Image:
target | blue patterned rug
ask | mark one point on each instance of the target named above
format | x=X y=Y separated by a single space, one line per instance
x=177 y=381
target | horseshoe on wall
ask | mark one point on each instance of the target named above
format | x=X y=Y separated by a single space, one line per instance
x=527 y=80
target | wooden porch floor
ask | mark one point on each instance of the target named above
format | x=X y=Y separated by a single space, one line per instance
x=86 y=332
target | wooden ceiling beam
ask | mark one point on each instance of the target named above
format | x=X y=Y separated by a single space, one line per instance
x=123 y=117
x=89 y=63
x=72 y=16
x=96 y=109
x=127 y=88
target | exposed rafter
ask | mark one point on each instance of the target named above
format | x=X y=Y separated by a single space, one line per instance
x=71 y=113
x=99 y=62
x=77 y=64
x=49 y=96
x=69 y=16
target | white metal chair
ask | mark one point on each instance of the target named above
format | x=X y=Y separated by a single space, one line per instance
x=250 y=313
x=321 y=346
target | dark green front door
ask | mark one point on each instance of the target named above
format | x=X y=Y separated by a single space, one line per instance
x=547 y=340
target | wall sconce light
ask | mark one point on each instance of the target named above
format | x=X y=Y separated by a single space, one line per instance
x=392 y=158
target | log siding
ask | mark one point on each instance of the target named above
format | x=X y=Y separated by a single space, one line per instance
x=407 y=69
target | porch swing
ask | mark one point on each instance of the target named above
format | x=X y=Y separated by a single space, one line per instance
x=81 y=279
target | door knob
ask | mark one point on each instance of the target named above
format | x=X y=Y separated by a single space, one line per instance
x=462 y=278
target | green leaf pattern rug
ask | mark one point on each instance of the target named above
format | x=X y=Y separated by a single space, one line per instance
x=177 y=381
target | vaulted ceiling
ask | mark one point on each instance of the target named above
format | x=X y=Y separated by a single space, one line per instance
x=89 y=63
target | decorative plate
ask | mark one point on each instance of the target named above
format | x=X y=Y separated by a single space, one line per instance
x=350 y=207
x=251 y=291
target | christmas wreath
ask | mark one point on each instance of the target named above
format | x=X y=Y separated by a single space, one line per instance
++++++++++
▸ **Problem to work on**: Return the data above in full. Keep every line exactly as it is.

▸ **Written solution**:
Image:
target | blue patterned rug
ask | mark one point on each instance of the target named above
format | x=X y=Y separated by a single space, one line per instance
x=177 y=381
target | horseshoe on wall
ask | mark one point on each instance of the target named above
format | x=X y=Y separated by a single space, one line per instance
x=527 y=80
target | wooden porch floor
ask | mark one point on each instance of the target named above
format | x=X y=Y separated by a single space, one line per instance
x=86 y=332
target | wooden ceiling beam
ask | mark one point on each instance of the target named above
format | x=X y=Y separated by a single space, one line per instance
x=123 y=117
x=89 y=63
x=72 y=16
x=96 y=109
x=127 y=88
target | exposed rafter
ask | mark one point on each instance of the target named above
format | x=X y=Y separated by a single space, one line per instance
x=71 y=113
x=99 y=62
x=77 y=64
x=49 y=96
x=69 y=16
target | white metal chair
ask | mark one point on each instance of the target named above
format | x=X y=Y separated by a single space, one line per instance
x=250 y=313
x=321 y=346
target | dark green front door
ask | mark one point on each instance of the target named above
format | x=X y=Y separated by a single space, one line per instance
x=547 y=340
target | wall sconce light
ask | mark one point on each instance of the target named above
format | x=X y=Y separated by a single space, one line per instance
x=392 y=158
target | log siding
ask | mark one point on each instance of the target named above
format | x=X y=Y separated by a single space, one line per instance
x=407 y=69
target | porch swing
ask | mark one point on each instance of the target named above
format | x=X y=Y separated by a single space, one line per instance
x=81 y=279
target | door knob
ask | mark one point on each instance of the target named above
format | x=X y=Y separated by a single space, one line per instance
x=462 y=278
target | green leaf pattern rug
ask | mark one point on each instance of the target named above
format | x=X y=Y separated by a single space, one line per instance
x=177 y=381
target | vaulted ceiling
ask | mark one point on each instance of the target named above
format | x=X y=Y separated by a single space, one line per instance
x=89 y=63
target | decorative plate
ask | mark one point on each instance of the target named above
format | x=X y=Y separated by a single space, one line per instance
x=350 y=207
x=251 y=291
target | christmas wreath
ask | mark one point on each instance of the target named above
format | x=X y=Y separated by a single space, one line per instance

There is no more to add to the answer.